EXERCISE REQUIREMENTS: The required output is a copy of each line in the material below that includes "blade".

DATA FOR THE TASK:
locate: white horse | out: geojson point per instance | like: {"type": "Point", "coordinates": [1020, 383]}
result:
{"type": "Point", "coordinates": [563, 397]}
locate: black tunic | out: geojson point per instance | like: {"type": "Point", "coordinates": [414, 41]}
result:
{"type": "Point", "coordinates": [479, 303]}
...
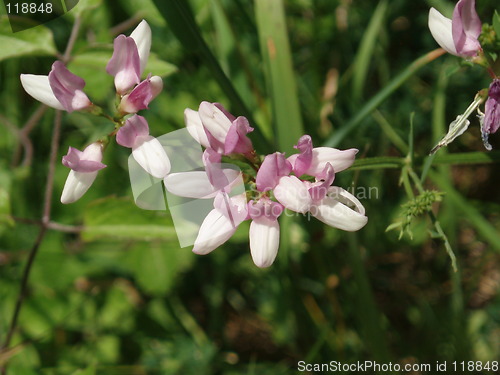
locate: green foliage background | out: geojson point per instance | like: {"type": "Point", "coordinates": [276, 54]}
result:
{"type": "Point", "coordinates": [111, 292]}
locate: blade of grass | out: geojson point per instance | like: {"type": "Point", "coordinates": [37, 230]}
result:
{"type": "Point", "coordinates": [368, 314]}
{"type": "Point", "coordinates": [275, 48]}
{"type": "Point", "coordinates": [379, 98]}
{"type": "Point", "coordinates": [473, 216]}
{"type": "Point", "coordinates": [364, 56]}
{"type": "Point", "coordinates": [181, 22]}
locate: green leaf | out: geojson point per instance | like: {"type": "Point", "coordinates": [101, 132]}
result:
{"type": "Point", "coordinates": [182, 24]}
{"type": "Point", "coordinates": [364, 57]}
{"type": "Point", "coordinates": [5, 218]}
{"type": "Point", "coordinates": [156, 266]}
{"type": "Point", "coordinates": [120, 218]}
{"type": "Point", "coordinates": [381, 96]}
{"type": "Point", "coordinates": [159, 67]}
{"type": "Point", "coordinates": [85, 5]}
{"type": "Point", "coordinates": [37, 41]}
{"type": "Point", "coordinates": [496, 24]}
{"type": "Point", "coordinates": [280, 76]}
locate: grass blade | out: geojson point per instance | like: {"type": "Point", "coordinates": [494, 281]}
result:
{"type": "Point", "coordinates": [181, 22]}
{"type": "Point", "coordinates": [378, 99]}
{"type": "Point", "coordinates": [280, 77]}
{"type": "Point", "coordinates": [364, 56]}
==
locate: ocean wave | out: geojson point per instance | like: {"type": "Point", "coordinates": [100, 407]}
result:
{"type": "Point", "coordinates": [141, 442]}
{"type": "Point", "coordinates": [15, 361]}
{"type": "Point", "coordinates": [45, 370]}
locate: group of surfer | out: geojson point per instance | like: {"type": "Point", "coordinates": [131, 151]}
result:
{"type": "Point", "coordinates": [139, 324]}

SOLUTION:
locate: blade of grass | out: geojson point per instance | like: {"type": "Point", "coordinates": [37, 230]}
locate: grass blade | out: geojson point per instance | like: {"type": "Point", "coordinates": [494, 281]}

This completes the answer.